• **Given passage**:
================

Re: Insight on why distcp becomes slower when adding nodemanager

Alexandre Fouche Thu, 01 Nov 2012 13:01:41 -0700

I was using Yarn and HDFS on EC2 and EBS, with default memory settings.

I have just read in the Hadoop guide a list of hadoop benchmark jars. I guess 
i'll use Whirr to create a canned hadoop cluster on ec2, and run these 
benchmarks. So i will have a baseline to which i can compare. Then i'll compare 
with my own install of hadoop stack



--
Alexandre Fouche
Lead operations engineer, cloud architect
http://www.cleverscale.com | @cleverscale
Sent with Sparrow (http://www.sparrowmailapp.com/?sig)


On Wednesday 31 October 2012 at 21:27, Marcos Ortiz wrote:

>  
> On 10/31/2012 02:23 PM, Michael Segel wrote:
> > Not sure.  
> >  
> > Lots of things can effect your throughput.   
> > Networking is my first guess. Which is why I asked about the number of 
> > times you've run the same test to see if there is a wide variation in 
> > timings.  
> >  
> > On Oct 31, 2012, at 7:37 AM, Alexandre Fouche 
> > <alexandre.fou...@cleverscale.com 
> > (mailto:alexandre.fou...@cleverscale.com)> wrote:  
> > > These instances have no swap. I tried 5 or 6 times in a row, and modified 
> > > the yarn.nodemanager.resource.memory-mb but it did not help. Later on, 
> > > i'll replace the openjdk with the Oracle java SE 1.6.31 to see if it 
> > > improves overall performance.  
> How many RAM do you have, and how much of it  is assigned to your Hadoop 
> services?
>  
> > > Now i am running everything on medium instances for prototyping, and 
> > > while this is better, i still find it abusively slow. Maybe bad hadoop 
> > > performance on less than xlarge memory instances is to be expected on EC2 
> > > ? Are you using Hadoop on top of EC2 or are you using the EMR service?
>  
> > >  
> > >  
> > > --
> > > Alexandre Fouche
> > > Lead operations engineer, cloud architect
> > > http://www.cleverscale.com | @cleverscale  
> > > Sent with Sparrow (http://www.sparrowmailapp.com/?sig)
> > >  
> > >  
> > > On Monday 29 October 2012 at 20:04, Michael Segel wrote:
> > >  
> > > > how many times did you test it?
> > > >  
> > > > need to rule out aberrations.

================

Stored records:
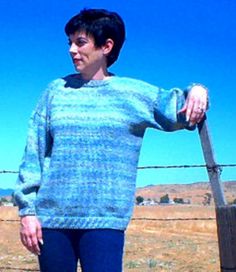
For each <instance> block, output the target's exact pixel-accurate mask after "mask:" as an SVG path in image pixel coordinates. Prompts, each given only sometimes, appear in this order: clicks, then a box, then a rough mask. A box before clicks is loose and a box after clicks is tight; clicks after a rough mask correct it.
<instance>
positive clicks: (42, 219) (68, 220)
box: [38, 216, 130, 230]
mask: <svg viewBox="0 0 236 272" xmlns="http://www.w3.org/2000/svg"><path fill="white" fill-rule="evenodd" d="M38 218H39V220H40V222H41V225H42V227H43V228H58V229H116V230H125V229H126V228H127V226H128V223H129V221H130V218H116V217H86V218H85V217H83V218H78V217H55V216H54V217H52V216H38Z"/></svg>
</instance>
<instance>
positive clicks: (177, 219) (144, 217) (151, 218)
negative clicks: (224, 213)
mask: <svg viewBox="0 0 236 272" xmlns="http://www.w3.org/2000/svg"><path fill="white" fill-rule="evenodd" d="M191 220H192V221H205V220H216V218H215V217H187V218H179V217H178V218H151V217H134V218H131V221H191ZM0 222H9V223H13V222H17V223H18V222H20V220H19V219H1V218H0Z"/></svg>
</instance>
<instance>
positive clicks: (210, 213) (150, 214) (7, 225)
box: [0, 205, 220, 272]
mask: <svg viewBox="0 0 236 272" xmlns="http://www.w3.org/2000/svg"><path fill="white" fill-rule="evenodd" d="M214 218H215V211H214V207H202V206H189V205H179V206H177V205H175V206H153V207H136V208H135V211H134V216H133V220H132V221H131V223H130V225H129V228H128V230H127V233H126V247H125V255H124V272H128V271H131V272H141V271H142V272H146V271H156V272H167V271H168V272H169V271H181V272H206V271H207V272H218V271H220V269H219V266H220V265H219V256H218V243H217V234H216V222H215V220H214ZM2 220H4V221H2ZM6 220H7V221H6ZM14 220H17V210H16V208H13V207H0V252H1V253H0V271H1V272H8V271H17V272H21V271H38V265H37V258H36V257H35V256H34V255H32V254H30V253H28V252H27V251H26V250H25V249H24V248H23V246H22V245H21V243H20V241H19V234H18V230H19V222H18V221H14ZM78 271H80V270H78ZM62 272H63V271H62ZM111 272H112V271H111Z"/></svg>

================

In the distcp mailing list thread, what does Michael Segel name as his first guess for what is affecting throughput? Rely only on the mailing list thread about distcp for your answer.

• **Answer space**: Networking.